━━━ Provided records
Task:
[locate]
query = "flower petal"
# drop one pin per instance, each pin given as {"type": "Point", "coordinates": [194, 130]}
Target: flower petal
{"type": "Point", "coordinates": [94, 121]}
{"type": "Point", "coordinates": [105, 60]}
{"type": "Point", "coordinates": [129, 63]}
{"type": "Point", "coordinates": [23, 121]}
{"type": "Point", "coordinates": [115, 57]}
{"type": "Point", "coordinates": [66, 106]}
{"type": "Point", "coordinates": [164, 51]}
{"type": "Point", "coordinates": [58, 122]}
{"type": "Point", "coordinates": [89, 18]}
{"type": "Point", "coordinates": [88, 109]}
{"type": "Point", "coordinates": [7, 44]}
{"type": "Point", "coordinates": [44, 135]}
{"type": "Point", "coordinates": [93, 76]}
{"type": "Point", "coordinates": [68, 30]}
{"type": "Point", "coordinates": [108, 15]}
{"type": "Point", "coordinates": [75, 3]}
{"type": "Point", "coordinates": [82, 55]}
━━━━━━
- **Task statement**
Every entry in the data should be returned exactly.

- **Solution to this exercise**
Task:
[locate]
query = "flower petal"
# drop one pin per instance, each pin given as {"type": "Point", "coordinates": [194, 130]}
Target: flower petal
{"type": "Point", "coordinates": [94, 121]}
{"type": "Point", "coordinates": [105, 60]}
{"type": "Point", "coordinates": [129, 63]}
{"type": "Point", "coordinates": [23, 121]}
{"type": "Point", "coordinates": [115, 57]}
{"type": "Point", "coordinates": [66, 106]}
{"type": "Point", "coordinates": [164, 51]}
{"type": "Point", "coordinates": [58, 122]}
{"type": "Point", "coordinates": [89, 18]}
{"type": "Point", "coordinates": [88, 109]}
{"type": "Point", "coordinates": [7, 44]}
{"type": "Point", "coordinates": [44, 135]}
{"type": "Point", "coordinates": [93, 76]}
{"type": "Point", "coordinates": [68, 30]}
{"type": "Point", "coordinates": [108, 15]}
{"type": "Point", "coordinates": [75, 3]}
{"type": "Point", "coordinates": [82, 55]}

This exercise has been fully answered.